» **Exercise task**
Find and copy every line of the records below that contains the word "wrist".

» **Data records**
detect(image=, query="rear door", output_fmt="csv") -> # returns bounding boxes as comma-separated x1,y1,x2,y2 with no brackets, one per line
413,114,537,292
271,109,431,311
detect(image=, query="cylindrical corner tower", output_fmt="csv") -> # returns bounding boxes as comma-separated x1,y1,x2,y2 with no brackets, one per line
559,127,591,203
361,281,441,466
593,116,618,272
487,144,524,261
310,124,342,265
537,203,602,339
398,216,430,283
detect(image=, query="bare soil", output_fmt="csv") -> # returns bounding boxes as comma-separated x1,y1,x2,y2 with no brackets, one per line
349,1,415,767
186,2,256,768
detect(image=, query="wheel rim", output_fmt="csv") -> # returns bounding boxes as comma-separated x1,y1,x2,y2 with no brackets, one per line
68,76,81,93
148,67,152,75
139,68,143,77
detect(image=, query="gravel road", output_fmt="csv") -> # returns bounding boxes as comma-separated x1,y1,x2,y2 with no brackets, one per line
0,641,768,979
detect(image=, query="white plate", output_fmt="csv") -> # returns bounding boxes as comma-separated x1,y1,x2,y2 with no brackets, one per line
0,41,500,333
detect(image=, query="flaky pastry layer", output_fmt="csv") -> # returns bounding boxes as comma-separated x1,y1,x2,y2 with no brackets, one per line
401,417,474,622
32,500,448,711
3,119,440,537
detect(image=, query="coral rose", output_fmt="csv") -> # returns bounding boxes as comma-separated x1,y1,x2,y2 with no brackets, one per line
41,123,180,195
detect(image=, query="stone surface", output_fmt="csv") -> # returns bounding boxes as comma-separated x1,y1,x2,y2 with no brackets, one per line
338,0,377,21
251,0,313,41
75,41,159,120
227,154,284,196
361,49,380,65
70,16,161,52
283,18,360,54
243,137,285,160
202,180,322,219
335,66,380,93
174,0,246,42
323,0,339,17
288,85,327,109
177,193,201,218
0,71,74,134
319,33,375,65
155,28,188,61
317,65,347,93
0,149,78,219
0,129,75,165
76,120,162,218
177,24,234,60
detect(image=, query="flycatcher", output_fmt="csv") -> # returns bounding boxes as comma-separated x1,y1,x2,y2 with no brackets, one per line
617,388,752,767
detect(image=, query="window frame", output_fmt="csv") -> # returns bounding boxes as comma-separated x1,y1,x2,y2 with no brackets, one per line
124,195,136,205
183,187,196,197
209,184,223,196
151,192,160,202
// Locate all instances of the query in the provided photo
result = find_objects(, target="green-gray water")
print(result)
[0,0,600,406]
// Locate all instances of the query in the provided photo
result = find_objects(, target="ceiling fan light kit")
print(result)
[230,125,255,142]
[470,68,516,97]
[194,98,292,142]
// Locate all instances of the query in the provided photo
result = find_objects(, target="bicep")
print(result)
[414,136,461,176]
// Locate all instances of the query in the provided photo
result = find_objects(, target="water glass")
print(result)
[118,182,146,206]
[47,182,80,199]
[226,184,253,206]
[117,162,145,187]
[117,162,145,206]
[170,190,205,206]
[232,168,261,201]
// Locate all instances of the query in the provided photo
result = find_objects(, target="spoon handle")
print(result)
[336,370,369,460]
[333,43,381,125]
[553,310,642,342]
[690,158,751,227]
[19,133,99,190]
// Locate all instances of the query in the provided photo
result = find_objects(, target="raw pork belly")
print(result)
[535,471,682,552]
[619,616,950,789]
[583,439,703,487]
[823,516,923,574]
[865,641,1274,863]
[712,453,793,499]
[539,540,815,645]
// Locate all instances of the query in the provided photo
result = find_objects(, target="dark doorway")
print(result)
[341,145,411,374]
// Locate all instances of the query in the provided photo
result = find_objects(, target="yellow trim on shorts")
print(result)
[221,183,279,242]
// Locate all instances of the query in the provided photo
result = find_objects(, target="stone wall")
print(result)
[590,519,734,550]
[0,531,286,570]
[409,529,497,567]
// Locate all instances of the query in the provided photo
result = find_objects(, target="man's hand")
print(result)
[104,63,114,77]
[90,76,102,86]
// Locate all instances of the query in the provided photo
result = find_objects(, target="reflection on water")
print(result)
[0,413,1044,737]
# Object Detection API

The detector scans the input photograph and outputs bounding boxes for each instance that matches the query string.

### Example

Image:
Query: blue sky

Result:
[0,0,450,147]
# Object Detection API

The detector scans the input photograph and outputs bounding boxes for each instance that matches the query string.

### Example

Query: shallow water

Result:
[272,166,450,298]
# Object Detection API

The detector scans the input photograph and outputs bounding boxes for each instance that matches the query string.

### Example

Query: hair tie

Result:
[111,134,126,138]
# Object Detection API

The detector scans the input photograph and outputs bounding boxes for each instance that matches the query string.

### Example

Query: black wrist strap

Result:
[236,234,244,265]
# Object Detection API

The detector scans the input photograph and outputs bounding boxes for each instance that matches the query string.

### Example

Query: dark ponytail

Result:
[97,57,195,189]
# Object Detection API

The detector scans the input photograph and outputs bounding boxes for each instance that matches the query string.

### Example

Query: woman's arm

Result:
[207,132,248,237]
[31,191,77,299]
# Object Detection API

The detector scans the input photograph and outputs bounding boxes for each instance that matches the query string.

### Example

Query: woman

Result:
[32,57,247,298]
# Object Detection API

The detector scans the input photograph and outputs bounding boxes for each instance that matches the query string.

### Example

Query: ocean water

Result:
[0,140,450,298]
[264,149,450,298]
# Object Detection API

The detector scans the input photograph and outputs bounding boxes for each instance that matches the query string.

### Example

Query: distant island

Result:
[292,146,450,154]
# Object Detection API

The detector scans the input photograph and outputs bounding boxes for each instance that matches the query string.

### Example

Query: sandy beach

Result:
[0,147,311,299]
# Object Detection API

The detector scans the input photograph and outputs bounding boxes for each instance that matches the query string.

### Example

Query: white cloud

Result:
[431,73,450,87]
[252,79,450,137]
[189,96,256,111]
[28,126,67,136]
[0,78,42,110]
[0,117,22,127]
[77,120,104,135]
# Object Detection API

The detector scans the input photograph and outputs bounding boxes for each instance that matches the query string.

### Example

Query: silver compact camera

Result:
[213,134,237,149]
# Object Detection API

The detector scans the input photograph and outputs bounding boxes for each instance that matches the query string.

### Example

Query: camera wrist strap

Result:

» **The solution**
Query: black wrist strap
Query: camera wrist strap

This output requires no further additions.